# Page extract
Get Even More Visitors To Your Blog, Upgrade To A Business Listing >>

Tim Scott’s quixotic visit to Chicago

Presented by the Save My Scholarship Coalition: Shia Kapos' must-read rundown of political news in the Land of Lincoln
Oct 24, 2023 View in browser

By Shia Kapos

Presented by the Save My Scholarship Coalition

Happy Tuesday, Illinois. Two more hostages have been released, via CBS News.


New Beginnings Church Pastor Corey Brooks, left, shows Republican presidential candidate Sen. Tim Scott the South Side neighborhood where he's building a community center on Monday, Oct. 23, 2023. | Jamie Kelter Davis for POLITICO

Republican presidential candidate Sen. Tim Scott campaigned Monday on Chicago’s South Side — not far from where former Democratic President Barack Obama calls home — in an effort to breathe life into his sputtering campaign.

His message: Democrats have failed Black Americans and the proof, he claimed, was in communities like the Woodlawn neighborhood where he spoke to 100 parishioners at New Beginnings Church.

The parish is headed by Pastor Corey Brooks, the Republican-leaning activist who famously camped out on a Chicago roof for nearly a year to raise $28 million for a new community center. Brooks gave the South Carolina senator a tour of the project, which is under construction.

In his speech, Scott blamed “the radical left” for the crime and poverty that has become synonymous with parts of the South Side of Chicago and other blue cities. Democrats, he said, have promoted a “valueless, faithless, fatherless America.”

Scott spoke for more than an hour, sprinkling his speech with Bible verses — to the delight of his crowd — and blaming societal ills on the lack of two-parent households and the rise of teachers unions.

Not everyone agreed: He answered a few questions from parishioners, including one who took issue with his rejection of the idea of systemic racism. More from New York Times’ Jonathan Weisman

Staying positive: Scott, the only Black GOP senator, dismissed a reporter’s question about his poor showing in the polls — under 2 percent — adding he plans to participate in the Nov. 8 GOP presidential debate in Miami. And he acknowledged that he wasn't going to win over a Democratic town like Chicago, though he still thinks its important to talk to people.

The other shoe drops: Yet just as he was promoting his message, Scott's team was shifting nearly all of their resources to Iowa in a bid to reenergize the faltering campaign. Details on that from POLITICO’s Natalie Allison

Check out NBC 5’s Mary Ann Ahern’s report, too


Former Illinois House Republican leader Jim Durkin is considering a run for Cook County state's attorney. | Photo from Durkin's camp

FIRST IN PLAYBOOK: Jim Durkin, the former House minority leader, is still mulling a run for Cook County state’s attorney — and he’s got polling that shows he’d have support against a Democrat.

The survey by Coefficient identifies Durkin, a former Cook County prosecutor, as being “tough on crime” but also backing the assault weapons ban. He was one of only two Republicans to do so when he served in the Illinois House.

# Listed entries
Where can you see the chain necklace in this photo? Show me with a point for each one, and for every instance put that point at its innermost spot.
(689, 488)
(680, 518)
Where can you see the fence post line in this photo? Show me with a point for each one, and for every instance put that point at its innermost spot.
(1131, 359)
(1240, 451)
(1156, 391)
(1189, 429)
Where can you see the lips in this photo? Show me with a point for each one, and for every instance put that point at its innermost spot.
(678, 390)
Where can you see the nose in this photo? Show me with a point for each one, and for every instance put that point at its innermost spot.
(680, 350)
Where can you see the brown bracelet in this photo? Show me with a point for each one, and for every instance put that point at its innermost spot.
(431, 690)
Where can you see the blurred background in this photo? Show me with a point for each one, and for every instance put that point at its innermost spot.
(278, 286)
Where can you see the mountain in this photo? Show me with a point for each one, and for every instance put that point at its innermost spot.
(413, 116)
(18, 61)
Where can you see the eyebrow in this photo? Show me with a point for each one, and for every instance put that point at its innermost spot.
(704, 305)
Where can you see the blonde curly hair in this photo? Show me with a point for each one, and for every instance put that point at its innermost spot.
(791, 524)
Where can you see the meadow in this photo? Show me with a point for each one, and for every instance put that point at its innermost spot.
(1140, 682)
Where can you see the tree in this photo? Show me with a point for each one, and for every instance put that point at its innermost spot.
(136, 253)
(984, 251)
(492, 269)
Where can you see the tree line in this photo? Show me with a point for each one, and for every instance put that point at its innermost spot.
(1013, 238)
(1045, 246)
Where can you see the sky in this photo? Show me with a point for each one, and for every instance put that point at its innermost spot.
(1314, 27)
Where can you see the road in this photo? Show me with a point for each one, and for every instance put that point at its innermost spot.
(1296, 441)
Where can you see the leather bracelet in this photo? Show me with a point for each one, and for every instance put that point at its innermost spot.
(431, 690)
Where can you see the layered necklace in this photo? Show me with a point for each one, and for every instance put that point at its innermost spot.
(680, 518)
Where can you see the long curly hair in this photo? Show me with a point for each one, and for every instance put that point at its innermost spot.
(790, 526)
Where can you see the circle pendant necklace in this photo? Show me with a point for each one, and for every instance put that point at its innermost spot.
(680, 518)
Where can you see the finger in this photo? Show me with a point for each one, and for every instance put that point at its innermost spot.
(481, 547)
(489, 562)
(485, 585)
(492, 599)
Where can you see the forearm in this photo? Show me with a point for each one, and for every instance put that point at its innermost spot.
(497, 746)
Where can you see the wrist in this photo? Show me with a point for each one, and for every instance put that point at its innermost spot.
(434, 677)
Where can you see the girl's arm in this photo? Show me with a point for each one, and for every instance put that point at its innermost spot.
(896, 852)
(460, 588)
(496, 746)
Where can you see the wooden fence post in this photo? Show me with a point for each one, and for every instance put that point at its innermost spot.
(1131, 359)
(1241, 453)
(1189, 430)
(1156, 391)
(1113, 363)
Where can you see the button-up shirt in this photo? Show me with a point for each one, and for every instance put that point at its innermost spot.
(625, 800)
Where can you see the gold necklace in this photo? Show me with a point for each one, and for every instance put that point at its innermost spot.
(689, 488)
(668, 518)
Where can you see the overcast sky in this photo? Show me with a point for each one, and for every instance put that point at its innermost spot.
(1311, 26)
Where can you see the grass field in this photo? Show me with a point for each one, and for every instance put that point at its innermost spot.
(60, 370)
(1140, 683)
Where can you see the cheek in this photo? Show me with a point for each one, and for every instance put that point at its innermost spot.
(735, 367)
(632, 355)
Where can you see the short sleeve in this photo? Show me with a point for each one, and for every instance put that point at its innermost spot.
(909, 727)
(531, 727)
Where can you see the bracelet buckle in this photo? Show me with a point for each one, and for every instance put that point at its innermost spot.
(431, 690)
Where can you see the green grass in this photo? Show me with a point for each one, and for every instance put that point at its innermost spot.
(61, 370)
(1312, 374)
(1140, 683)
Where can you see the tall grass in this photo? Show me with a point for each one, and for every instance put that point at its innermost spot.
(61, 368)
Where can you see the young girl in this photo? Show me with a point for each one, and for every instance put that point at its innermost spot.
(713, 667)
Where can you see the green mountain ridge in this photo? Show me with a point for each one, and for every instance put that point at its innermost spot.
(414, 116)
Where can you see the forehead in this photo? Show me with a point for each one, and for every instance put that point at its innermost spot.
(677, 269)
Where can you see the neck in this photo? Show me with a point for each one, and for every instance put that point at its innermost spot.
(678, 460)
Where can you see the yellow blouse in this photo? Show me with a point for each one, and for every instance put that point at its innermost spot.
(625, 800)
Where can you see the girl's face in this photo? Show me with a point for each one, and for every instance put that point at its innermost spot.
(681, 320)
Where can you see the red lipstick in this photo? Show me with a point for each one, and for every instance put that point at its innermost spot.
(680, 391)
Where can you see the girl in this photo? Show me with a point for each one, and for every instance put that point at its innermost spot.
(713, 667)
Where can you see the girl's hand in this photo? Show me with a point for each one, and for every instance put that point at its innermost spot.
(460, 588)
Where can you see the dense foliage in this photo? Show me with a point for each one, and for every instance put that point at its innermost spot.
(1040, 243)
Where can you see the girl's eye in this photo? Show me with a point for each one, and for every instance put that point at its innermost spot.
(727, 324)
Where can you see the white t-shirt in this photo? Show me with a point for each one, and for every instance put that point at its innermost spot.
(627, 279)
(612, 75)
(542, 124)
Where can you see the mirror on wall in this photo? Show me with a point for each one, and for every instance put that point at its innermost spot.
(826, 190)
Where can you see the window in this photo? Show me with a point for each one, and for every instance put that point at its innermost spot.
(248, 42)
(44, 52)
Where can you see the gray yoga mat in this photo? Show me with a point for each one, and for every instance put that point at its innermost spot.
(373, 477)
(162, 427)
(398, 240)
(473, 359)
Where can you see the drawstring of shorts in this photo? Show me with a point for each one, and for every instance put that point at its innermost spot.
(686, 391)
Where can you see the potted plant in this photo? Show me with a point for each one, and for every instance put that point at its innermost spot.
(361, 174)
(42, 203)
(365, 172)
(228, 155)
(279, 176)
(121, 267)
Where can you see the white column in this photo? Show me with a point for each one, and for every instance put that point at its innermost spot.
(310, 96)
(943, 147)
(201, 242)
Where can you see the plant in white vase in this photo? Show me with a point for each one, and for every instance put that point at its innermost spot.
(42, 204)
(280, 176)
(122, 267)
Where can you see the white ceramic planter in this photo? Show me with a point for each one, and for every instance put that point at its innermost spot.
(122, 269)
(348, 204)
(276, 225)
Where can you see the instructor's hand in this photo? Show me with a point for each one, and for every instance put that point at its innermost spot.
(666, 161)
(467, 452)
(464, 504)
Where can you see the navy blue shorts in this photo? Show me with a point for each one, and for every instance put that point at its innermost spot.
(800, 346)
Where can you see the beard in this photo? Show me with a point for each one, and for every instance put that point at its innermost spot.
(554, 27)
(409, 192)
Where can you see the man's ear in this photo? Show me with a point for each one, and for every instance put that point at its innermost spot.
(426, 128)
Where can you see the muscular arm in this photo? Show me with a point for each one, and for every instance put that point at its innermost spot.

# What you need to do
1/ Translate this sentence from the Illinois politics newsletter above into Spanish: "Brooks gave the South Carolina senator a tour of the project, which is under construction."
2/ Write out the portion of the Illinois politics newsletter that begins at the words "Check out NBC" and stops after "against a Democrat.".

# Solved tasks
1/ Brooks le dio al senador de Carolina del Sur un recorrido por el proyecto, que está en construcción.

2/
Check out NBC 5’s Mary Ann Ahern’s report, too


Former Illinois House Republican leader Jim Durkin is considering a run for Cook County state's attorney. | Photo from Durkin's camp

FIRST IN PLAYBOOK: Jim Durkin, the former House minority leader, is still mulling a run for Cook County state’s attorney — and he’s got polling that shows he’d have support against a Democrat.